EXERCISE GOAL
Render the lines of the entries below as a Markdown table with columns headed "Row" and "Text": one row per line, numbered in order, blank lines left out. Include only the line that contains "For every instance of the woman with" up to and including the line that contains "x=34, y=383".

DATA TO USE
········
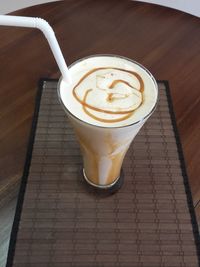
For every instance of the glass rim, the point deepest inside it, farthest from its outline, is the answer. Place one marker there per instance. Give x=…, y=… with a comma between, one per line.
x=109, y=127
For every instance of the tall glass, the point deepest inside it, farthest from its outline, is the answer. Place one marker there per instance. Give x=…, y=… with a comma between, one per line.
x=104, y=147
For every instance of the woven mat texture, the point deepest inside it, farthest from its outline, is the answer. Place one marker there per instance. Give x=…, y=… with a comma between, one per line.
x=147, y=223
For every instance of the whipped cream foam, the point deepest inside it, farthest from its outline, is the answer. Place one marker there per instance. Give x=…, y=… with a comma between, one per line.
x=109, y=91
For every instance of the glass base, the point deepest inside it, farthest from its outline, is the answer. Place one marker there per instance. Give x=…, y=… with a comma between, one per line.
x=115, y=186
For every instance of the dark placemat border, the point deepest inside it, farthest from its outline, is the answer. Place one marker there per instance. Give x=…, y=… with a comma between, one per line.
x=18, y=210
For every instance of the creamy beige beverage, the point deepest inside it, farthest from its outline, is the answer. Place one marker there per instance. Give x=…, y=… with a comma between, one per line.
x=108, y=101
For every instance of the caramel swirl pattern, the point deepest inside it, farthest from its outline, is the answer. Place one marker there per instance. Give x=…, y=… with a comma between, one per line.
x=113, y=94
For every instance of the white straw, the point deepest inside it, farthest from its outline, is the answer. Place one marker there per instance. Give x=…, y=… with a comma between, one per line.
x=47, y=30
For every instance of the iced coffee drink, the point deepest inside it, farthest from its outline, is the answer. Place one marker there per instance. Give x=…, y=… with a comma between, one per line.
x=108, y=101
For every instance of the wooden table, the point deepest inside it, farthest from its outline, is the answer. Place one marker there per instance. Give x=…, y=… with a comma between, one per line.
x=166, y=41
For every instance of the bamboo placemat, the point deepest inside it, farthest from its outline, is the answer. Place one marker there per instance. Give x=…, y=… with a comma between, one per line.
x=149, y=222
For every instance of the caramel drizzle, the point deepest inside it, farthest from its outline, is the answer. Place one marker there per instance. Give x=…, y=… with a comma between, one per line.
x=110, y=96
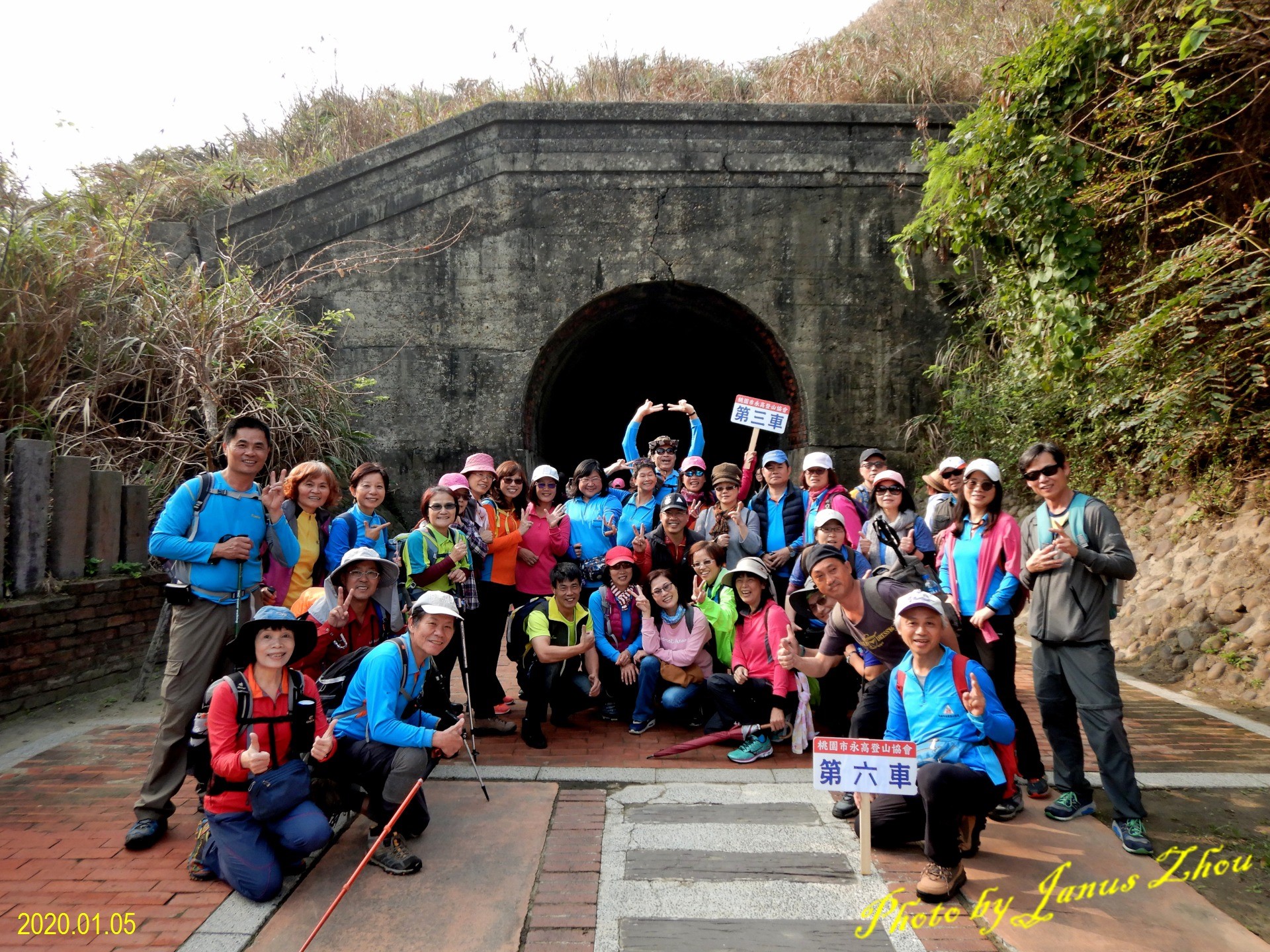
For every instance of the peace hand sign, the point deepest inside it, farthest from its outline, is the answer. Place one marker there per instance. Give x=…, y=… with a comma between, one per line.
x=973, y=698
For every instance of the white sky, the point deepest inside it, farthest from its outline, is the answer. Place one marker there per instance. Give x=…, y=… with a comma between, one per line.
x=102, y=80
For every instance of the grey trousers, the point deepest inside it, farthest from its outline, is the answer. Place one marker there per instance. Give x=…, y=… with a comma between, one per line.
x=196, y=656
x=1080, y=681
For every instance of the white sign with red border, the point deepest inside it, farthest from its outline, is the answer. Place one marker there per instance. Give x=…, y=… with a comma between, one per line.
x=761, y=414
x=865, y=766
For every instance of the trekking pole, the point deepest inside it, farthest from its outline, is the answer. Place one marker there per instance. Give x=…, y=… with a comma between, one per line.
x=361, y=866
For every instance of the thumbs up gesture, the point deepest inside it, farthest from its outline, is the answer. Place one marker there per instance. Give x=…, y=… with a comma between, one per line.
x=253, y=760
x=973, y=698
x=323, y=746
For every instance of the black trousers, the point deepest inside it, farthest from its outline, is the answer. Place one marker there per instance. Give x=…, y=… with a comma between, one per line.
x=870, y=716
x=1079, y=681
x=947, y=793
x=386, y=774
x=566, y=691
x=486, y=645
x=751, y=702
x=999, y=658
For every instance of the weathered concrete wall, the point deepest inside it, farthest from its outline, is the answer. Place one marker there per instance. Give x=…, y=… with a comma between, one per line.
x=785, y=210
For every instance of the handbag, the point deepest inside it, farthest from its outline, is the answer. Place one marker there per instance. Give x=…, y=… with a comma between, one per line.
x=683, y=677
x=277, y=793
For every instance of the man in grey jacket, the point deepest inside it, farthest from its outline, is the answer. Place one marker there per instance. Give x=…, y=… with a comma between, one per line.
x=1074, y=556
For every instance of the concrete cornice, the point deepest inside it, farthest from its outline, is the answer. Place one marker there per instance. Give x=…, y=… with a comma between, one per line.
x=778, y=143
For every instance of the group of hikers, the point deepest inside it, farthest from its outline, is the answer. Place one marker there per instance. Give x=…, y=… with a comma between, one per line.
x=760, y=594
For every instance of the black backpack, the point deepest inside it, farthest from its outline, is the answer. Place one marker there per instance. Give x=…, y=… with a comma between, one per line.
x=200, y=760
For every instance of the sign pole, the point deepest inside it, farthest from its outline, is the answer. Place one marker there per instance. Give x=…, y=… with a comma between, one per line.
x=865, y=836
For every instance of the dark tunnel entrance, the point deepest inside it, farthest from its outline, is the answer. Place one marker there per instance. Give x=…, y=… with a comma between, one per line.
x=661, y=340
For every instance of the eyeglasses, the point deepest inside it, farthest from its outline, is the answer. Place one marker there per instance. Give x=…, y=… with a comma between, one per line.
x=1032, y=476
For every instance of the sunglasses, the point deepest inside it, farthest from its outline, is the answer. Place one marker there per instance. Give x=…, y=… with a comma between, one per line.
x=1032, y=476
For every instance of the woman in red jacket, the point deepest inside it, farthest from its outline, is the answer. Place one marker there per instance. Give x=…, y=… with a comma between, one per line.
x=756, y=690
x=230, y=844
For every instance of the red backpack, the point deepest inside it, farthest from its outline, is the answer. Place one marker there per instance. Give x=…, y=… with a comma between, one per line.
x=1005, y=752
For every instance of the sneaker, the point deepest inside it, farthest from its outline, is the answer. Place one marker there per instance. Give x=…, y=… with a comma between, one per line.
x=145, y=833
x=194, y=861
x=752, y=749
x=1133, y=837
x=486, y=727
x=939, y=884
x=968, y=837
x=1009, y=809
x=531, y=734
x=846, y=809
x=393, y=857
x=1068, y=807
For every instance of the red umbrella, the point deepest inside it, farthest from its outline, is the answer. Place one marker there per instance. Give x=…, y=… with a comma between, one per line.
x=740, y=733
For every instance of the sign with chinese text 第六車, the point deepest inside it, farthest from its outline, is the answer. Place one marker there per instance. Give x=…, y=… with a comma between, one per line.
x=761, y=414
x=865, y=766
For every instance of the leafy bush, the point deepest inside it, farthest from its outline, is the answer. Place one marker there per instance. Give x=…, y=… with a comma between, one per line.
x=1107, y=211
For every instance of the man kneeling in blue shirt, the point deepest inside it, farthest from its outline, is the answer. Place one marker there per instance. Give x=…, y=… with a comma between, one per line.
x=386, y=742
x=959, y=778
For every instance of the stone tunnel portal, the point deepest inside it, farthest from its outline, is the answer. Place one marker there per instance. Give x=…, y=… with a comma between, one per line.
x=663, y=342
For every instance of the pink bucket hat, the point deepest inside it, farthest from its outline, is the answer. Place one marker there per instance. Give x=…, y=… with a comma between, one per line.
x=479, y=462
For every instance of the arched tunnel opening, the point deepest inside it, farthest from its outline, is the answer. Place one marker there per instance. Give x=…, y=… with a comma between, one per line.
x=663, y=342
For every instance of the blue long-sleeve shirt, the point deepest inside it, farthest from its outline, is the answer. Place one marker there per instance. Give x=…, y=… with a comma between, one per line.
········
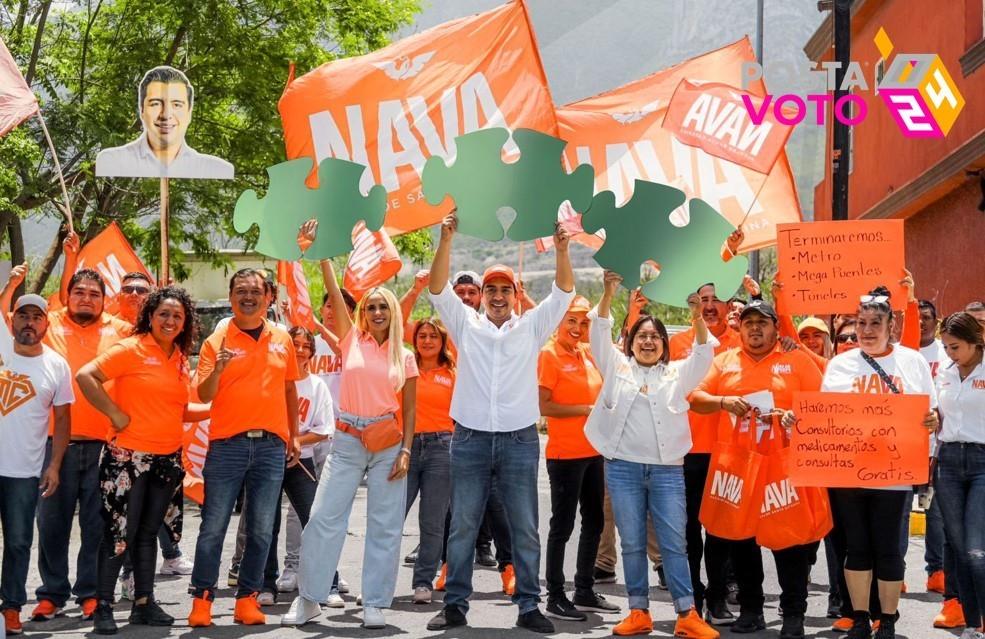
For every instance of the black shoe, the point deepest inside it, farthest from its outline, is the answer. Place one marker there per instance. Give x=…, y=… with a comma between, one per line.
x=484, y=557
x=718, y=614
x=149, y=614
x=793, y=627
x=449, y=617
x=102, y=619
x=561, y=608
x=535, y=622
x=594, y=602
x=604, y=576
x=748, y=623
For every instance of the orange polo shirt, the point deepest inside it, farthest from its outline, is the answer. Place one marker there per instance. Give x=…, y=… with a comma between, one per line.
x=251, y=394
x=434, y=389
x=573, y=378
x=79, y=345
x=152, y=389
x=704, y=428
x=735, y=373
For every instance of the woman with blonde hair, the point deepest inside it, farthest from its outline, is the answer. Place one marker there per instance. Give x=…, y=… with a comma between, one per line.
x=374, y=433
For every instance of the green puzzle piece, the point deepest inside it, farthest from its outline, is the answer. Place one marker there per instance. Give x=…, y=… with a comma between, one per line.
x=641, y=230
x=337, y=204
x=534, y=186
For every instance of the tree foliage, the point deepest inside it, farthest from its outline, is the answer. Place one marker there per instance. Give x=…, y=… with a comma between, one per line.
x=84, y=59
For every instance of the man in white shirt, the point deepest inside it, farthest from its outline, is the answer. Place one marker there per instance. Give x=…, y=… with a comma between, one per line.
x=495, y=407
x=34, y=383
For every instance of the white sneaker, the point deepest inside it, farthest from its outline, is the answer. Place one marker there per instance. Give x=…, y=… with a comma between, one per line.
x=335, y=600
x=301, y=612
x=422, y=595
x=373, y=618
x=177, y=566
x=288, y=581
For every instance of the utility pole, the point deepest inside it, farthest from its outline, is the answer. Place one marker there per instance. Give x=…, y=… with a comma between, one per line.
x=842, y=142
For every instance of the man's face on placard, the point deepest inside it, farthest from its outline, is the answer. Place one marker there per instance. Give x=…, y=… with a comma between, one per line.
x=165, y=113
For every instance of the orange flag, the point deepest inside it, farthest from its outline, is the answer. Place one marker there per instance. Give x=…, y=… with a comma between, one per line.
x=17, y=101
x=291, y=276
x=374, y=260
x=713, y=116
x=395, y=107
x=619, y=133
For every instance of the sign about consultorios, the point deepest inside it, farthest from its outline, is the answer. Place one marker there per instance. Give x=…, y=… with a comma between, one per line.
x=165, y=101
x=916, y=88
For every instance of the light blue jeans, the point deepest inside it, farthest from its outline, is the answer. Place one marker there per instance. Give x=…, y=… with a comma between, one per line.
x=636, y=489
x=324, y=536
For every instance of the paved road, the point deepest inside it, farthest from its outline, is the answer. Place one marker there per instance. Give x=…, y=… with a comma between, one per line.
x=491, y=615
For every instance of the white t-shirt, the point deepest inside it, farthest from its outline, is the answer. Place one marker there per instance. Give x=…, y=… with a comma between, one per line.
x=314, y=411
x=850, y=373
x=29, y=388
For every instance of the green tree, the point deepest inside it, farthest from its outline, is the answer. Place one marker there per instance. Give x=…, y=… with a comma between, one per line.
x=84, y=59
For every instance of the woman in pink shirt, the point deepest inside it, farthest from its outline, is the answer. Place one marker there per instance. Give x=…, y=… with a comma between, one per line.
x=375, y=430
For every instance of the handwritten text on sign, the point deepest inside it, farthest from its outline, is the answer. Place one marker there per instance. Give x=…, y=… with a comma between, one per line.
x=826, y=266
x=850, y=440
········
TASK RESPONSE
| Row | Text |
|---|---|
| 1 | For every instance of the woman with blonde hair, the point deepest inside it, farthest from its outline, is the answer. Place one marker there per instance. Give x=…, y=… with a comma between, one per line. |
| 2 | x=374, y=433 |
| 3 | For every instance of the green puzzle piece, the point deepest inside it, farthest from its outline, is the answer. Place one marker there per instance. Give x=…, y=… with a comma between, one per line. |
| 4 | x=641, y=230 |
| 5 | x=337, y=204 |
| 6 | x=534, y=186 |
| 7 | For every instance of the tree foliage, the point deepest inside it, farthest from its outline, is the answer. Place one marker there per instance. Give x=…, y=… with a comma between, one per line. |
| 8 | x=84, y=59 |
| 9 | For every instance of the man in white shirt, the point deepest inside it, farthest from its outline, is the answer. Place one marker there per instance. Give x=…, y=… with a comma between, one per line. |
| 10 | x=495, y=407 |
| 11 | x=34, y=383 |